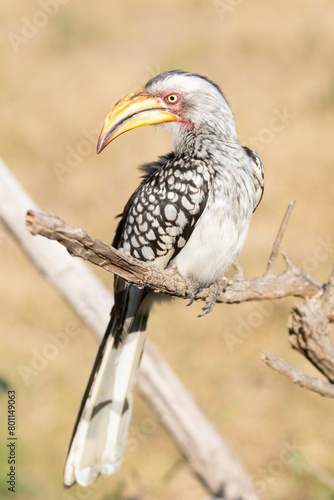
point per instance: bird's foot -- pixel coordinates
(212, 297)
(193, 288)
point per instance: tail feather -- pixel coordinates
(100, 434)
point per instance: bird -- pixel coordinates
(192, 211)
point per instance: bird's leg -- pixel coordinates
(213, 294)
(193, 288)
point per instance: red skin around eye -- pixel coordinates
(177, 107)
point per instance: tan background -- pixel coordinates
(57, 82)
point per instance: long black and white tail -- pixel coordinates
(100, 433)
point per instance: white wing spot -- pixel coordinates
(151, 235)
(181, 242)
(147, 253)
(186, 203)
(170, 212)
(181, 219)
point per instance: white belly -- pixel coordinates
(215, 243)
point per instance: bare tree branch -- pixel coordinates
(313, 384)
(292, 282)
(309, 329)
(85, 293)
(271, 267)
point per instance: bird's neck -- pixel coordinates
(206, 143)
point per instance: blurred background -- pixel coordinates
(64, 64)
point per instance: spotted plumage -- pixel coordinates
(191, 210)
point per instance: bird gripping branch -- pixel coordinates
(192, 210)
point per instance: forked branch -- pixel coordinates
(309, 321)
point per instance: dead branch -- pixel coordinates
(271, 267)
(313, 384)
(309, 329)
(76, 283)
(292, 282)
(309, 321)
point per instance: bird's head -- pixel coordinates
(185, 101)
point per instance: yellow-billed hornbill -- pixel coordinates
(191, 210)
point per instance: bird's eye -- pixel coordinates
(172, 98)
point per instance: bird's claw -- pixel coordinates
(212, 297)
(193, 289)
(211, 300)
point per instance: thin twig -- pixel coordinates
(278, 240)
(312, 384)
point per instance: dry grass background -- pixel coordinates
(268, 57)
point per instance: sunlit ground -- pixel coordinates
(274, 62)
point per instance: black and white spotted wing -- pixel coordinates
(162, 213)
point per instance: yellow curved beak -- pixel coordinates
(134, 110)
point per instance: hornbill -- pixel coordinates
(192, 210)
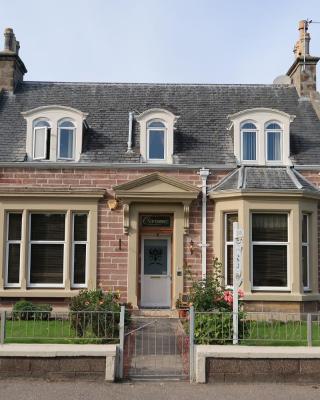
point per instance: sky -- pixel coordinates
(166, 41)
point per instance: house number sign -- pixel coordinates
(156, 220)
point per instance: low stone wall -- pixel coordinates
(216, 364)
(262, 370)
(58, 362)
(54, 368)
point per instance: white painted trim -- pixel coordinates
(79, 285)
(287, 244)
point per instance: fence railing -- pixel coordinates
(59, 327)
(260, 329)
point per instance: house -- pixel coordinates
(122, 185)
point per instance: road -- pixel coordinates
(19, 389)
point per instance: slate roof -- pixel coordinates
(265, 178)
(201, 136)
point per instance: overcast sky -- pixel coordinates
(205, 41)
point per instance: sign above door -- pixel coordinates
(156, 220)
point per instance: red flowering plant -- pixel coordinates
(213, 304)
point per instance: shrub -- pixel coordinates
(96, 313)
(214, 306)
(26, 310)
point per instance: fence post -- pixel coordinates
(3, 327)
(121, 344)
(191, 343)
(309, 329)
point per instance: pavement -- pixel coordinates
(22, 389)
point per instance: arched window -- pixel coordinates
(273, 141)
(156, 140)
(66, 140)
(249, 141)
(41, 139)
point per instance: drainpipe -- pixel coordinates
(129, 149)
(204, 173)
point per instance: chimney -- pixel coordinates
(303, 70)
(12, 68)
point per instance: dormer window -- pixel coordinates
(261, 136)
(41, 140)
(273, 138)
(156, 135)
(249, 141)
(66, 135)
(156, 141)
(54, 133)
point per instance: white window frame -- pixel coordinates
(256, 131)
(30, 242)
(226, 244)
(307, 245)
(273, 162)
(260, 243)
(160, 129)
(8, 242)
(73, 139)
(37, 128)
(74, 243)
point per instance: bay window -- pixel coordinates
(269, 251)
(229, 218)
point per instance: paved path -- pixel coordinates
(42, 390)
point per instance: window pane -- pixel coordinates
(270, 266)
(13, 263)
(305, 266)
(231, 218)
(269, 227)
(155, 257)
(273, 144)
(80, 227)
(46, 263)
(156, 145)
(304, 228)
(40, 147)
(47, 227)
(79, 275)
(249, 145)
(229, 277)
(273, 125)
(66, 143)
(14, 226)
(156, 124)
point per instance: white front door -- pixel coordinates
(155, 272)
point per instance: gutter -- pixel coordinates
(103, 165)
(204, 173)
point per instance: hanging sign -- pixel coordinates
(156, 220)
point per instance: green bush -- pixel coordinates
(94, 313)
(26, 310)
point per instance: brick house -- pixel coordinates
(122, 185)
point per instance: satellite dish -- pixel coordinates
(282, 80)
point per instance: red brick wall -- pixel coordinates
(112, 261)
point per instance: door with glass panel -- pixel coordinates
(156, 272)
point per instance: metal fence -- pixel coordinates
(258, 329)
(59, 327)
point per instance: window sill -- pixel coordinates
(53, 292)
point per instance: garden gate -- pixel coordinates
(157, 347)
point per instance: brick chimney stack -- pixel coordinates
(303, 70)
(12, 68)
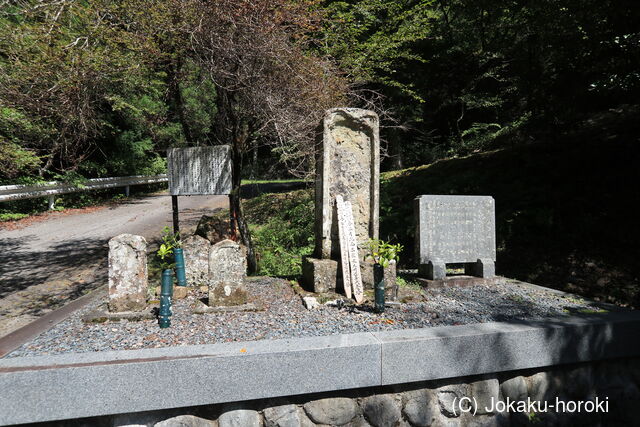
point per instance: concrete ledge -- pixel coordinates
(446, 352)
(82, 385)
(69, 386)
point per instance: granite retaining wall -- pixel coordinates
(587, 367)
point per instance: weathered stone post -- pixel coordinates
(196, 254)
(128, 278)
(348, 164)
(227, 274)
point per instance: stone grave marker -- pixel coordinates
(128, 277)
(455, 229)
(227, 274)
(347, 164)
(196, 260)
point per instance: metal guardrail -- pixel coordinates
(50, 189)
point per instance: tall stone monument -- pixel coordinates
(347, 164)
(128, 278)
(455, 230)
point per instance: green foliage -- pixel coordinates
(164, 254)
(12, 216)
(383, 252)
(171, 240)
(282, 230)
+--
- [WHAT YOU WILL DO]: Repeat the material above word for word and skip every image in it.

- [CORRECT RESPONSE]:
point per instance: bird's foot -- pixel coordinates
(212, 297)
(193, 288)
point per instance: tail feather -- pixel coordinates
(100, 434)
point per instance: bird -- pixel coordinates
(192, 211)
point per instance: bird's leg -- pixel coordinates
(213, 294)
(193, 288)
point per instance: red skin around eye -- pixel coordinates
(177, 107)
point per instance: tan background -- pixel coordinates
(57, 82)
point per instance: long black and white tail -- pixel coordinates
(100, 433)
point per instance: white wing spot -- pixel coordinates
(151, 235)
(181, 242)
(147, 253)
(186, 203)
(170, 212)
(181, 219)
point per instance: white belly -- pixel coordinates
(215, 243)
point per instance: bare tree branch -- pixel coordinates
(313, 384)
(292, 282)
(309, 329)
(85, 293)
(271, 267)
point per instance: bird's neck -- pixel coordinates
(206, 143)
point per instance: blurred background -- pixel coordinates
(64, 64)
point per instance: spotted plumage -- pixel coordinates
(191, 210)
point per instance: bird gripping branch -- pixel coordinates
(192, 210)
point per instance: forked branch -- pixel coordinates
(309, 321)
point per instance: dead branch -- pixel coordinates
(271, 267)
(313, 384)
(309, 329)
(76, 283)
(292, 282)
(309, 321)
point per instance: bird's head -- pixel coordinates
(185, 101)
point per instance: yellow-billed hornbill -- pixel coordinates
(191, 210)
point per instance: bird's eye -- pixel coordinates
(172, 98)
point per instance: bird's claw -- pixel coordinates
(212, 297)
(193, 289)
(211, 300)
point per instance: thin twig -- pixel coordinates
(278, 240)
(312, 384)
point per instance: dry grass background -- pixel coordinates
(268, 57)
point per instance: sunlit ground -- pixel coordinates
(274, 62)
point per instance: black and white spotted wing -- pixel coordinates
(162, 213)
point per instance: yellow curved beak -- pixel coordinates
(134, 110)
point per instance: hornbill -- pixel coordinates
(192, 210)
point per instance: sky -- pixel coordinates
(166, 41)
point per instance: house number sign -- pixel coordinates
(156, 220)
point per instance: low stone wall -- pixel coordinates
(216, 364)
(262, 370)
(58, 362)
(54, 368)
point per instance: white painted trim -- pixel coordinates
(79, 285)
(287, 244)
point per instance: fence railing -- pixel coordinates
(59, 327)
(260, 329)
point per instance: house -- pixel coordinates
(122, 185)
point per instance: road -- pixel coordinates
(19, 389)
point per instance: slate roof -- pixel coordinates
(265, 178)
(201, 136)
point per instance: overcast sky -- pixel coordinates
(205, 41)
point per instance: sign above door -- pixel coordinates
(156, 220)
point per instance: red flowering plant -- pixel coordinates
(213, 304)
point per instance: shrub -- pixel coordinates
(96, 313)
(214, 306)
(26, 310)
point per instance: fence post -- pixel coordinates
(3, 327)
(121, 344)
(191, 343)
(309, 329)
point per instance: pavement -- pixel coordinates
(22, 389)
point per instance: arched window -- pixel coordinates
(273, 141)
(156, 140)
(66, 140)
(249, 141)
(41, 139)
point per instance: drainpipe -- pixel coordinates
(129, 149)
(204, 173)
point per instance: chimney -- pixel coordinates
(303, 70)
(12, 68)
point per instance: dormer window -- pixel coordinates
(261, 136)
(41, 140)
(273, 138)
(156, 135)
(249, 141)
(66, 135)
(156, 141)
(54, 133)
point per instance: white window frame -- pixel coordinates
(256, 131)
(30, 242)
(226, 244)
(307, 245)
(273, 162)
(260, 243)
(160, 129)
(8, 242)
(73, 139)
(37, 128)
(74, 243)
point per instance: bay window -- pixel coordinates
(269, 251)
(229, 218)
point per instance: paved path -- pixel coordinates
(42, 390)
point per instance: window pane -- pixel coordinates
(270, 266)
(13, 263)
(305, 266)
(231, 218)
(269, 227)
(155, 257)
(273, 144)
(80, 227)
(46, 263)
(156, 145)
(304, 228)
(40, 147)
(47, 227)
(79, 275)
(249, 145)
(229, 277)
(273, 125)
(66, 143)
(14, 226)
(156, 124)
point per instance: white front door -- pixel coordinates
(155, 272)
point per instance: gutter -- pixel coordinates
(103, 165)
(204, 173)
point per instance: hanging sign -- pixel coordinates
(156, 220)
point per instance: green bush -- pixel coordinates
(94, 313)
(26, 310)
point per instance: brick house -- pixel coordinates
(122, 185)
point per instance: satellite dish -- pixel coordinates
(282, 80)
point per instance: red brick wall -- pixel coordinates
(112, 261)
point per instance: door with glass panel -- pixel coordinates
(156, 272)
point per instance: metal fence -- pixel coordinates
(258, 329)
(59, 327)
point per instance: window sill -- pixel coordinates
(53, 292)
point per instance: garden gate -- pixel coordinates
(157, 347)
point per instance: brick chimney stack -- pixel coordinates
(303, 70)
(12, 68)
point per instance: concrete ledge -- pixel coordinates
(446, 352)
(82, 385)
(69, 386)
point per instance: granite retaining wall -- pixel coordinates
(587, 367)
point per instance: weathered stone post -- pixel coordinates
(196, 254)
(128, 278)
(348, 164)
(227, 274)
point per instance: stone grave marker -- pixel coordinates
(128, 277)
(455, 229)
(227, 274)
(347, 164)
(196, 260)
point per instance: metal guardrail -- pixel coordinates
(50, 189)
point per instance: tall stone monument -- pixel coordinates
(347, 164)
(128, 278)
(455, 230)
point per instance: green foliage -- pixel coordinates
(164, 254)
(12, 216)
(383, 252)
(171, 240)
(282, 230)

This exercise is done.